### PROBLEM
Copy the lines below word for word, with no changes.

★ ★ ★ ★ ★ ★ ★

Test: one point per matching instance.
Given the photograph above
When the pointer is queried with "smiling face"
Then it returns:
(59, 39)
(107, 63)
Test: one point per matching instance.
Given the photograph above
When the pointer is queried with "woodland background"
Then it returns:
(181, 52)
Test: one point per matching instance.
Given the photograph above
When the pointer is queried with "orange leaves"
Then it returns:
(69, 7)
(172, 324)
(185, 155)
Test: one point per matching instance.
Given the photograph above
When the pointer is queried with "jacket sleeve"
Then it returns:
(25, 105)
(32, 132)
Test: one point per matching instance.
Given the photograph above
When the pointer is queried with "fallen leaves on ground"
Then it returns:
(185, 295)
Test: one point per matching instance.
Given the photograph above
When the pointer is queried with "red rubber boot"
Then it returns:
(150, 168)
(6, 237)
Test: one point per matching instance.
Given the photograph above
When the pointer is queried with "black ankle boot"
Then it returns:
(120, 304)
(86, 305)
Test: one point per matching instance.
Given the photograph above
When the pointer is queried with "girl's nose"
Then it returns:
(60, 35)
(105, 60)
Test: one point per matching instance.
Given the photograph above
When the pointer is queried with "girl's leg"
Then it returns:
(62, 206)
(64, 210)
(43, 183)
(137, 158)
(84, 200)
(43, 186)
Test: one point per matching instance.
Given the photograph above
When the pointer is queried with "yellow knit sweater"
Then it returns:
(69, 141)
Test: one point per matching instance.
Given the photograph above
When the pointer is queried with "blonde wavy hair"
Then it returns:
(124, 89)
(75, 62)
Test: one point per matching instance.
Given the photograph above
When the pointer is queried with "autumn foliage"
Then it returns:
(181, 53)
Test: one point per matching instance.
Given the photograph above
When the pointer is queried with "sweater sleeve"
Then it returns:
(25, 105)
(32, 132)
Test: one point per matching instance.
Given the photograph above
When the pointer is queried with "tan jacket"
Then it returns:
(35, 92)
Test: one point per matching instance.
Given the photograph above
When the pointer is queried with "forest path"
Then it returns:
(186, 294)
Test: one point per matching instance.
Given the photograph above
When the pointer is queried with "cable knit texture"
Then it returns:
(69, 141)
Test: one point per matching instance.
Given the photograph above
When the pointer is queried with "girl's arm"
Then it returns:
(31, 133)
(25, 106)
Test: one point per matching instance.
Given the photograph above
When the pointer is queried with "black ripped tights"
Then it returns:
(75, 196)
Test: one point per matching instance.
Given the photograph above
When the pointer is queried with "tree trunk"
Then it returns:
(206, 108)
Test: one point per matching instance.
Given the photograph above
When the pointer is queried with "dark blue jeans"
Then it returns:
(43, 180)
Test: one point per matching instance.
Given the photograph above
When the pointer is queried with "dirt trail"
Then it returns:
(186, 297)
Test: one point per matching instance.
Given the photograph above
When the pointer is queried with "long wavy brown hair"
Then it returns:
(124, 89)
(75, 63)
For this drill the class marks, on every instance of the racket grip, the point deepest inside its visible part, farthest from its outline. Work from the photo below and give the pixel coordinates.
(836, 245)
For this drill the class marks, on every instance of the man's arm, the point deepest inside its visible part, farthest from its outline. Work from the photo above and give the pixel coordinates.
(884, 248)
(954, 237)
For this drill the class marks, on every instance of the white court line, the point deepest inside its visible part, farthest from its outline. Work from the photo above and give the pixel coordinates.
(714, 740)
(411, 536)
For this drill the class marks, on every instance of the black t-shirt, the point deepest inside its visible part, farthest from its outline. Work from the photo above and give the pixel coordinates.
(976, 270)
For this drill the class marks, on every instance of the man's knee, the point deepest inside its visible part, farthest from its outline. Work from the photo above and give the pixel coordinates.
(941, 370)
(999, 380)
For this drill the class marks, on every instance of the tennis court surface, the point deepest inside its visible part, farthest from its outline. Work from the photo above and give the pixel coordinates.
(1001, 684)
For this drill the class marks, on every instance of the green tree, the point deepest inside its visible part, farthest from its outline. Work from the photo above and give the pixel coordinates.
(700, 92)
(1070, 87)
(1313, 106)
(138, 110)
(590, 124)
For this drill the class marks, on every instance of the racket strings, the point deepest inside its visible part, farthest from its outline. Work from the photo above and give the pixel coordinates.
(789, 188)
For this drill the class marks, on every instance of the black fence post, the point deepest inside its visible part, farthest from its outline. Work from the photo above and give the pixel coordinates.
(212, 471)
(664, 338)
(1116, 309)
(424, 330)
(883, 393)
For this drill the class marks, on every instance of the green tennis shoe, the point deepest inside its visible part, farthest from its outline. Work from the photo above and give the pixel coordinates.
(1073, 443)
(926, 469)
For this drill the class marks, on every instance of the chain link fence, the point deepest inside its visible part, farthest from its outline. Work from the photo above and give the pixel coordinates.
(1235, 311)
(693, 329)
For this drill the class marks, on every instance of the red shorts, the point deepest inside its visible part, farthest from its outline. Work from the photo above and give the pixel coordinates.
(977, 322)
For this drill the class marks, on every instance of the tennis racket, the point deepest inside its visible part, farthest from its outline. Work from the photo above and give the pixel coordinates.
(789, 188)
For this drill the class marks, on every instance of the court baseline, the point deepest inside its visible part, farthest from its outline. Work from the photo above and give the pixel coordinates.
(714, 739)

★ ★ ★ ★ ★ ★ ★

### OUTPUT FOR THIS TASK
Test: one point per matching instance.
Given the photograph above
When the pointer is queried with "smiling face"
Then it returns:
(59, 39)
(107, 63)
Test: one point per matching instance.
Given the photograph above
When the pointer is queried with "woodland background"
Then it returns:
(181, 52)
Test: one point per matching instance.
Given the photograph above
When the pointer is queried with "orange leaves"
Then it returns:
(69, 7)
(172, 324)
(185, 155)
Test: one point per matching instance.
Given the photograph above
When the pointer is queried with "jacket sleeve"
Then it returns:
(25, 105)
(32, 132)
Test: one point per matching instance.
Given the photograph above
When the pointer is queried with "fallen leaves on ground"
Then it returns:
(185, 295)
Test: one point per matching instance.
Given the photograph above
When the pointer is queried with "red rubber boot"
Then it returns:
(150, 168)
(6, 237)
Test: one point per matching instance.
Given the photograph above
When the pointer is queried with "black ankle boot"
Then it returns:
(120, 304)
(86, 305)
Test: one point per matching instance.
Given the photograph above
When the pointer is queried with "girl's nose"
Then it returns:
(60, 35)
(105, 60)
Test: one point per matching instance.
Given the photograph above
When the pointer is queried with "girl's leg"
Then it returns:
(62, 206)
(64, 210)
(43, 183)
(137, 158)
(84, 200)
(43, 186)
Test: one point per matching instance.
Given the photograph above
When the pointer is queried with "yellow knit sweater"
Then it returns:
(69, 141)
Test: one point per matching instance.
Given the photograph above
When the pointer is queried with "blonde wavy hair"
Then it returns:
(124, 89)
(75, 62)
Test: one point per matching instance.
Given the photograph above
When the pointer is queried with "autumn foliage"
Then it returns:
(181, 53)
Test: one point per matching instance.
Given the photograph above
When the pointer is queried with "sweater sleeve"
Then it returns:
(25, 105)
(32, 132)
Test: one point per matching instance.
Given the photograph above
When the pointer is queried with "tan jacket"
Then it returns:
(35, 92)
Test: one point per matching instance.
Given the photograph above
When the pointer is queried with "forest path"
Then it returns:
(186, 294)
Test: one point per matching instance.
Given the photograph above
When the pointer is queried with "cable knit texture"
Then it returns:
(69, 141)
Test: one point per matching instance.
Given the photograph above
When the pointer is queried with "girl's arm"
Then it returns:
(31, 133)
(25, 106)
Test: one point per matching instance.
Given the photograph above
When the pointer is queried with "black ripped tights"
Then it returns:
(75, 196)
Test: one point per matching instance.
Given the photograph above
When the pointer is queried with "tree trunk"
Then it returns:
(206, 108)
Test: one point per matching instance.
Given the photograph above
When the pointer is queried with "dark blue jeans"
Then it returns:
(43, 180)
Test: one point per matching instance.
Given the photograph above
When the pointer is queried with "dirt trail"
Then it returns:
(186, 297)
Test: one point per matching instance.
Given the photograph above
When the pointer is queried with "long wavy brown hair"
Then it returns:
(124, 89)
(75, 63)
For this drill the class marks, on every instance of the racket grip, the point deepest inside its visible part, farthest from its outline. Work from the photo below and give the pixel coordinates.
(836, 245)
For this drill the class marks, on every instance of the man's arm, the point deepest inside its visible part, farthest from its outline. Work from the photo above and give the pixel coordinates.
(884, 248)
(954, 237)
For this drill the class marks, on every instance of the white court line, the point deepest inside its visible part, farthest from its outline. Work from the photo above and give the pixel coordinates.
(714, 740)
(411, 536)
For this drill the class marks, on every instance of the black t-shirt, the point deepest inside its visible part, farthest from its outline. Work from the photo above and give the pixel coordinates.
(976, 270)
For this drill the class marks, on every instance of the man's knee, the point deepest inside its visible part, farthest from its outline. Work from the photo above and give the pixel coordinates.
(941, 370)
(999, 380)
For this drill the class marks, on every instance of the tennis court surface, the point deepest inside its visible part, farthest from its outline. Work from the photo above and give the pixel coordinates.
(1001, 684)
For this drill the class marks, on every instance of the green tree, the point deepest inside its visible part, farthest from its outline. Work from the photo above and give the pixel coordinates.
(700, 92)
(1070, 87)
(1313, 106)
(138, 110)
(590, 124)
For this drill the class marks, on every instance of the racket strings, the point deepest inside its visible part, farthest from its outline. Work from the photo above and give the pixel coordinates.
(789, 188)
For this drill the class marks, on every instance of the black fence post, the point deepest inside its visible part, farthest from its outline. Work from the photo above and give the pixel coordinates.
(212, 471)
(664, 338)
(1116, 309)
(424, 330)
(883, 393)
For this drill the class marks, on every instance of the green tennis shoe, the point deepest inside its visible part, farthest from its outline. Work from the photo above and give the pixel coordinates.
(1073, 443)
(926, 469)
For this drill the class marks, on every instance of the chain link fence, the point deepest inside its visible part, farthest from its outline. Work from the photo above and give the pixel coordinates.
(1235, 311)
(693, 329)
For this drill the class marks, on every instance of the red shorts, the point deepest inside its visible part, farthest from its outline. Work from the photo above and give the pixel coordinates.
(977, 322)
For this drill the class marks, on every instance of the tennis racket, the point deepest inside its visible part, farthest from its outline. Work from the photo above and give the pixel coordinates.
(789, 188)
For this drill the class marks, on every instance of the court baseline, the point deepest inside its visible part, farthest from its outline. Work from the photo above and give the pixel coordinates.
(714, 739)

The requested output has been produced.